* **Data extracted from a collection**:
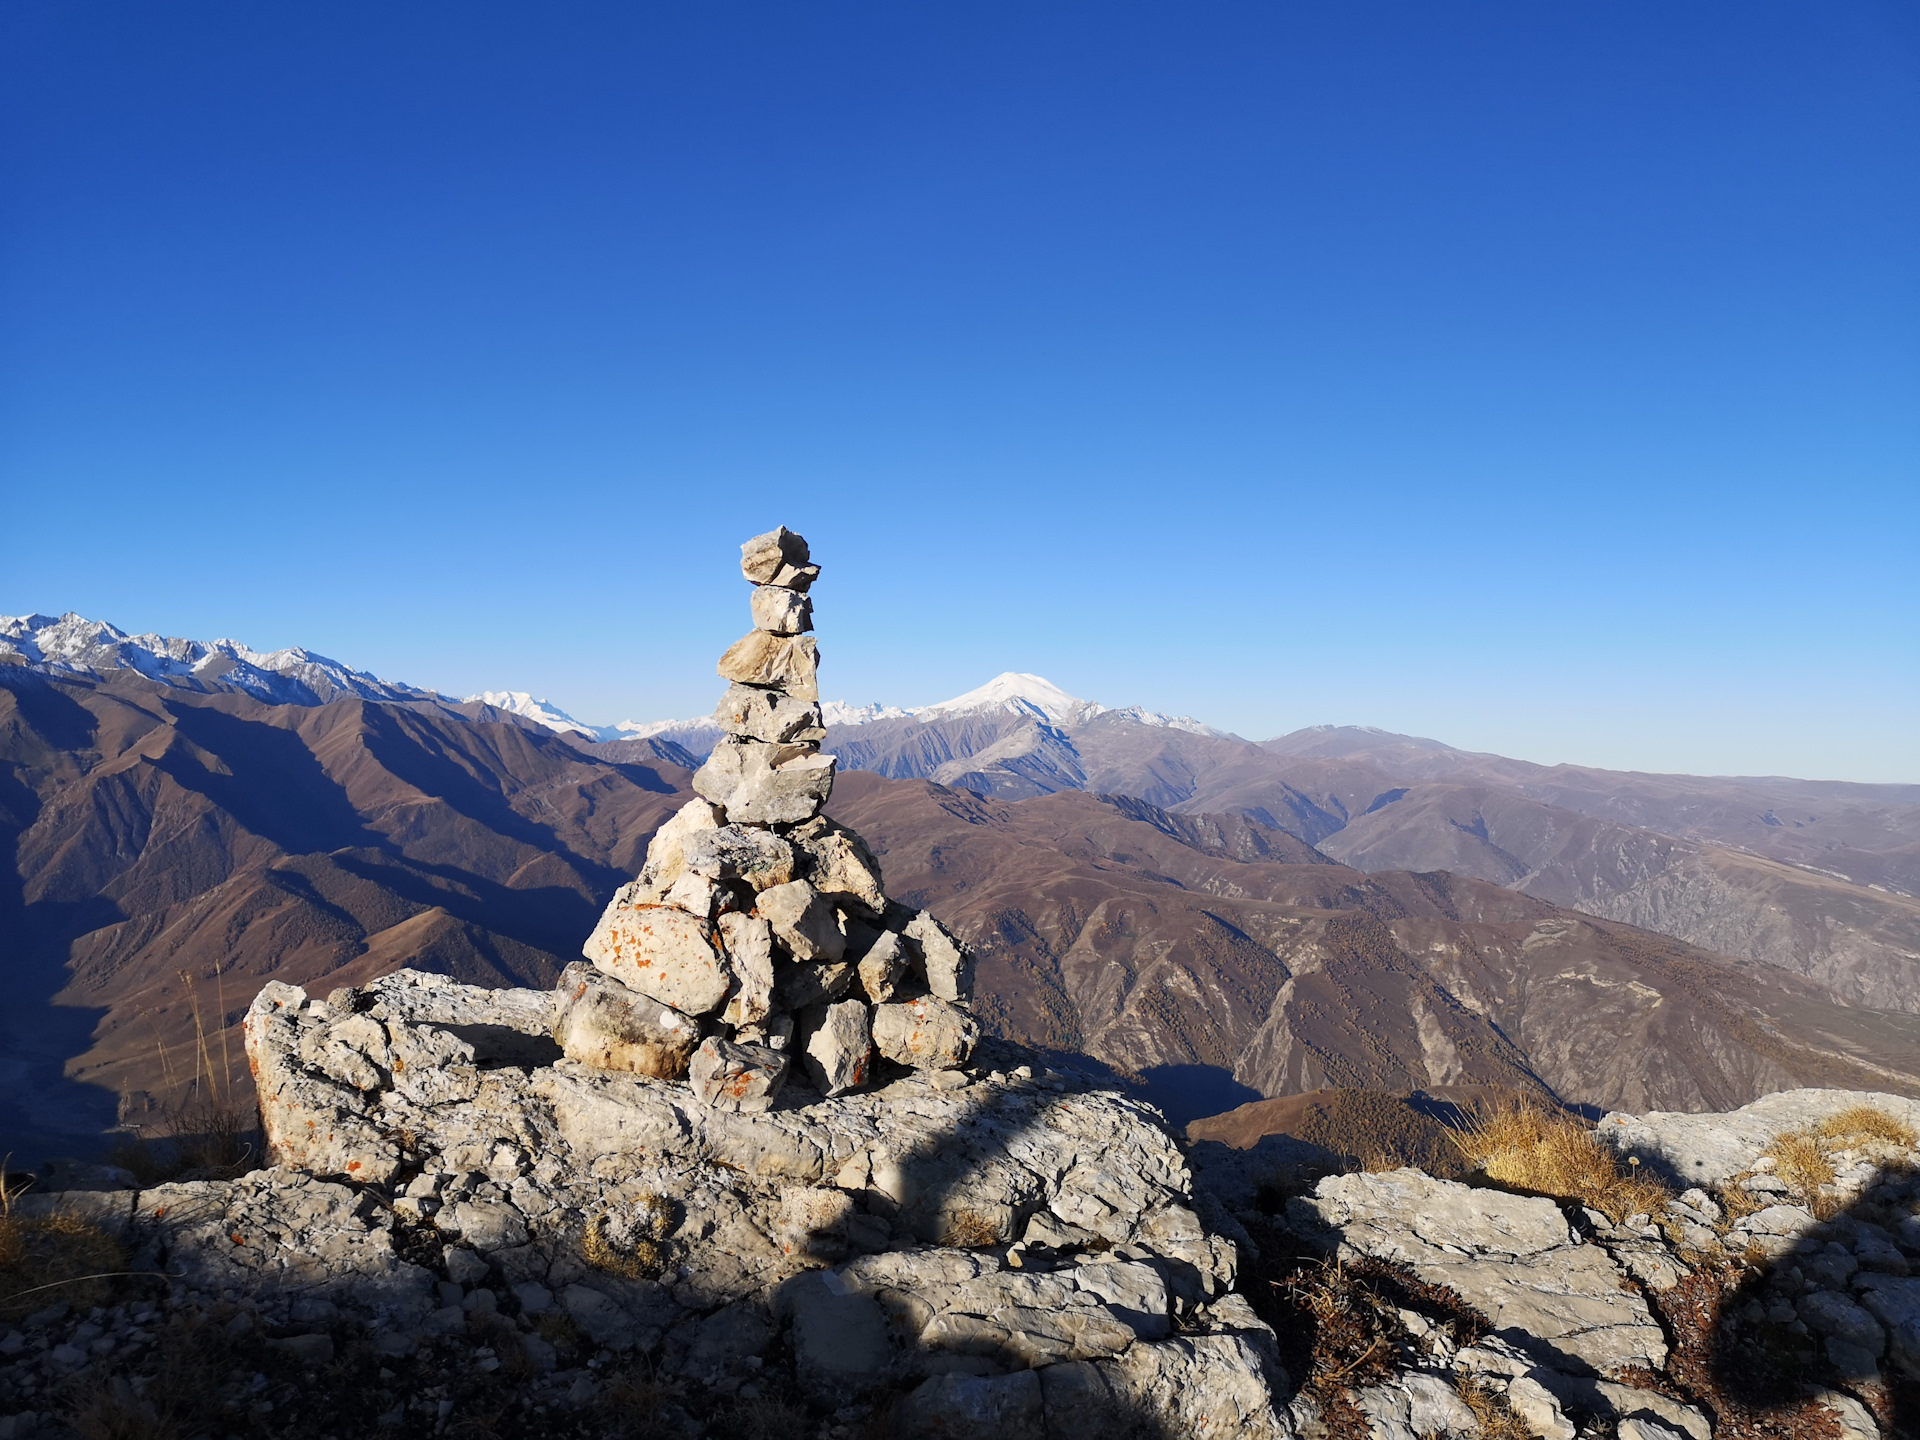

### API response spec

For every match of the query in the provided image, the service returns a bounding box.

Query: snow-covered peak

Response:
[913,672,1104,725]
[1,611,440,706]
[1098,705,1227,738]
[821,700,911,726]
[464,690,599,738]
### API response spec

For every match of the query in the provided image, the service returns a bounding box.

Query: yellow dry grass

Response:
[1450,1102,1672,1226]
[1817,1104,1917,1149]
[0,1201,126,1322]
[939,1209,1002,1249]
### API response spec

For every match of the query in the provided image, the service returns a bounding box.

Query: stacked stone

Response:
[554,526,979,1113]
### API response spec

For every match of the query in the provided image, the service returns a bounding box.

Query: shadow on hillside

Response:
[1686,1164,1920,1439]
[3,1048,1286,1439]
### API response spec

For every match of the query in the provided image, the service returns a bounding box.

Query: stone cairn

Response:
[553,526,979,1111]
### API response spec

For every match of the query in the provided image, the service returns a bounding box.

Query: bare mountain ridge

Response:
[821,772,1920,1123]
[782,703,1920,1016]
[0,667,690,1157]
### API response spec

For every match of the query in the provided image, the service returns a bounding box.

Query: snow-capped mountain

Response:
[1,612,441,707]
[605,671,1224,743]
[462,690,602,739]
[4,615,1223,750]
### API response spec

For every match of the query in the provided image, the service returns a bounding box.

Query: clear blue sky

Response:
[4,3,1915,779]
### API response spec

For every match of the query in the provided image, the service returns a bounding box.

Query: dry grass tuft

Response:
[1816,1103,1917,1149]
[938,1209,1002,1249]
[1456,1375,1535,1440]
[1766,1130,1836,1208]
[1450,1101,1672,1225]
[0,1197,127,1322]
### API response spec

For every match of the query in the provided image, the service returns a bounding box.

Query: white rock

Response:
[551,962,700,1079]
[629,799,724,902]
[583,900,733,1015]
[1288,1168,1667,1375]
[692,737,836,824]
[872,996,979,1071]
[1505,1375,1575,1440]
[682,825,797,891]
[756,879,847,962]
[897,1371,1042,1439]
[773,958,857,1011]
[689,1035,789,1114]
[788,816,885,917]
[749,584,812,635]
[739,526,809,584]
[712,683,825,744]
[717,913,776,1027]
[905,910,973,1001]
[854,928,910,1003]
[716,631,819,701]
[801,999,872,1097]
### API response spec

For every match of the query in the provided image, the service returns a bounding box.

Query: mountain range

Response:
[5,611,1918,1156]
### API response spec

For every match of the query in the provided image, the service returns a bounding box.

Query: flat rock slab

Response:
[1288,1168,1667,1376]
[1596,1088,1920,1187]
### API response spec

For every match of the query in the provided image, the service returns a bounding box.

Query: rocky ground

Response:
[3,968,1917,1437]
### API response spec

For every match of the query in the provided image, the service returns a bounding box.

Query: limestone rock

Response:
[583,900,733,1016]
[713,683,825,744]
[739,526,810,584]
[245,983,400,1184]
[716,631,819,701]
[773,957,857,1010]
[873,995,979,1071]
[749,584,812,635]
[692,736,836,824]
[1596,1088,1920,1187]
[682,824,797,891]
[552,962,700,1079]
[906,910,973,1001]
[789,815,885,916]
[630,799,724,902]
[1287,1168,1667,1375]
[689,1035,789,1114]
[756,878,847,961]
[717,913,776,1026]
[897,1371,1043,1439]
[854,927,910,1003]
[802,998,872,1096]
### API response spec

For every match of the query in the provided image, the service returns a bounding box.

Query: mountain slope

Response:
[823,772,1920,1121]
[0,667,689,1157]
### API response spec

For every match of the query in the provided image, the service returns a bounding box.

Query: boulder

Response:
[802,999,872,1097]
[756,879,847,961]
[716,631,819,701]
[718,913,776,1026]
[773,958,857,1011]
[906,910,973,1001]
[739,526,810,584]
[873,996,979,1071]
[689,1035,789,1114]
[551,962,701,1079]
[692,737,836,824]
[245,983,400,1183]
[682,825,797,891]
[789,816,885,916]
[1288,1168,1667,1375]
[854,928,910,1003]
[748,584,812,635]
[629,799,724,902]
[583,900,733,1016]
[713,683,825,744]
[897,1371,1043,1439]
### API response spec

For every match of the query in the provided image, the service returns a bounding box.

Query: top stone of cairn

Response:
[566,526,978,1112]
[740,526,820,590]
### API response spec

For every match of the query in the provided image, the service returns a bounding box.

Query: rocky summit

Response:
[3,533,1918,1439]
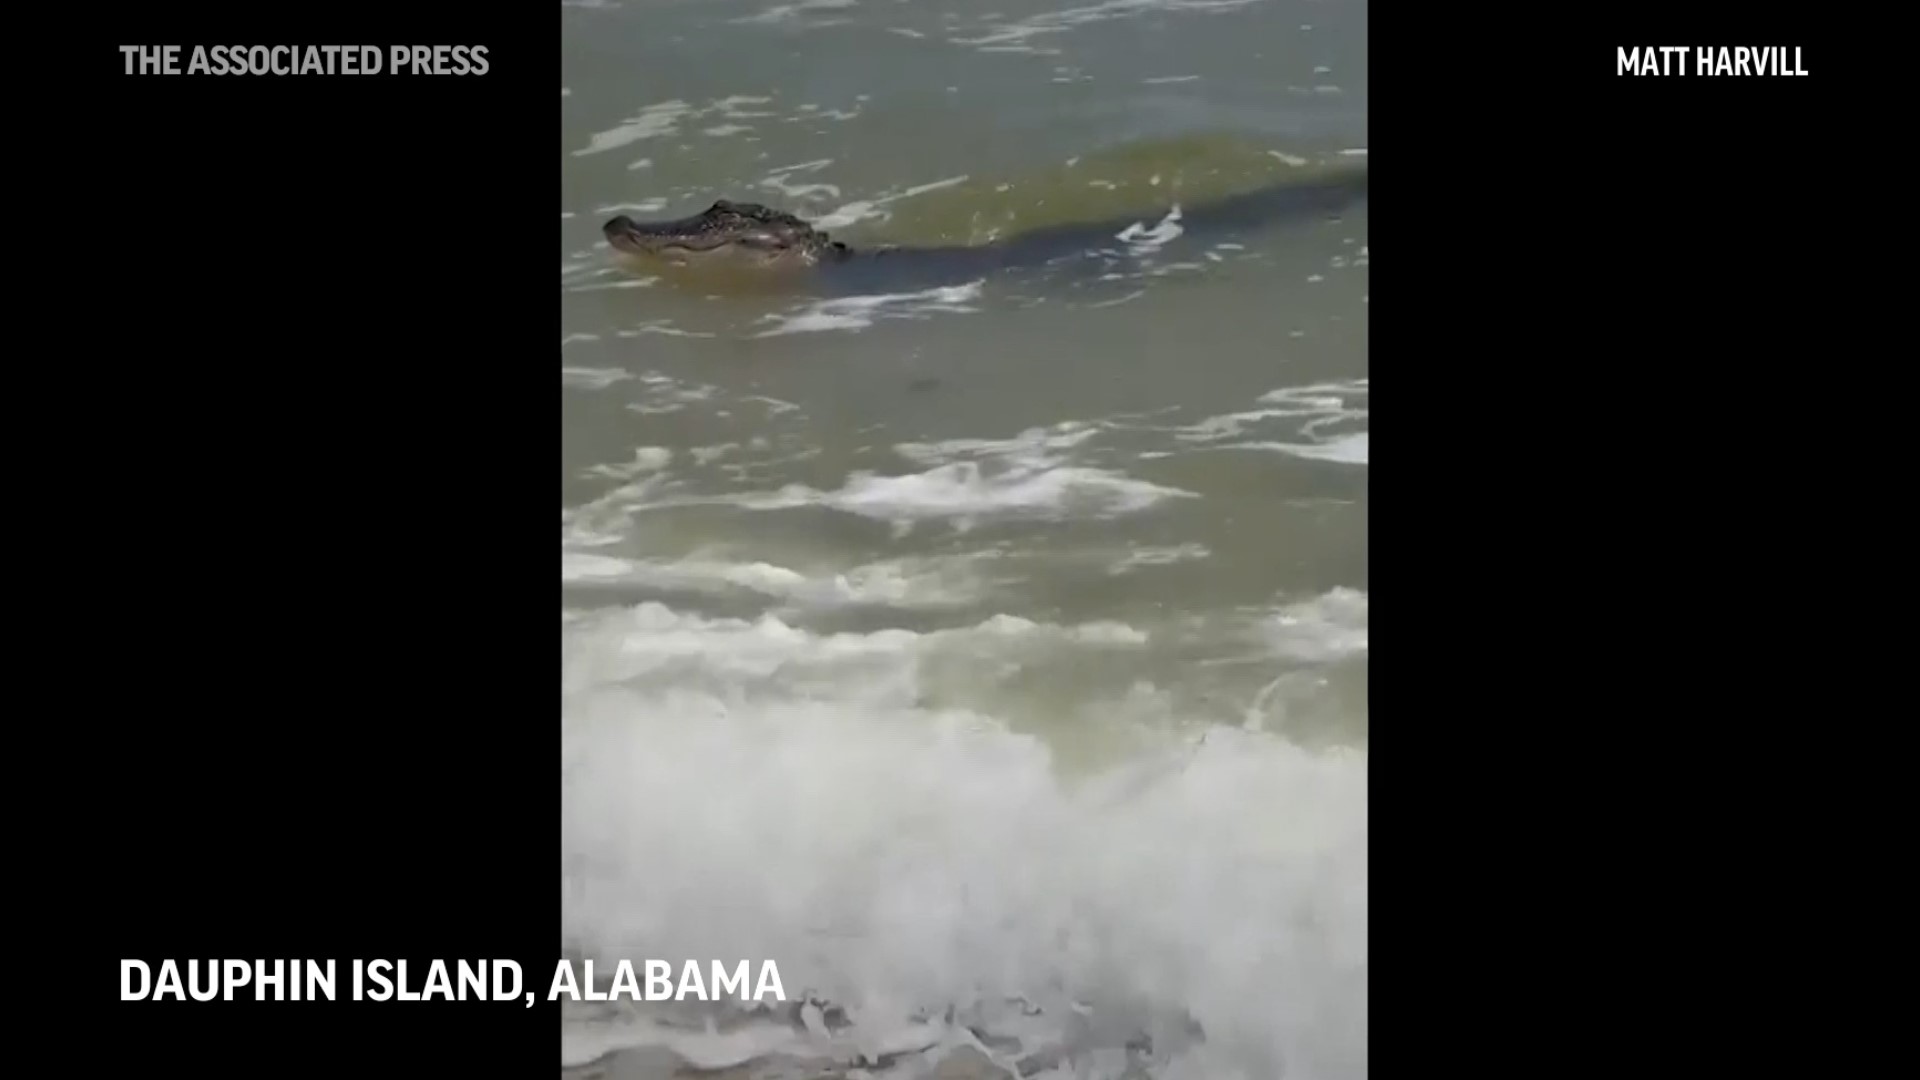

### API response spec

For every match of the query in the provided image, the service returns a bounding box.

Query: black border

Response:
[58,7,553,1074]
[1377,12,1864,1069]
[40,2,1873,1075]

* **TASK REQUIREMENTS**: Your reply must be one number, namely the count of lines above that hold the string "cairn".

* **PROBLEM SOLUTION**: 2